— Task —
Set down every record once more, exactly as given.

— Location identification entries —
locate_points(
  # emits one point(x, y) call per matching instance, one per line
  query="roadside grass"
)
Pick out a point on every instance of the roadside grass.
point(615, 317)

— In response —
locate_points(
  # emits one point(x, y) call per matching instance, one per line
  query="roadside grass"
)
Pick out a point on every instance of the roadside grass.
point(615, 317)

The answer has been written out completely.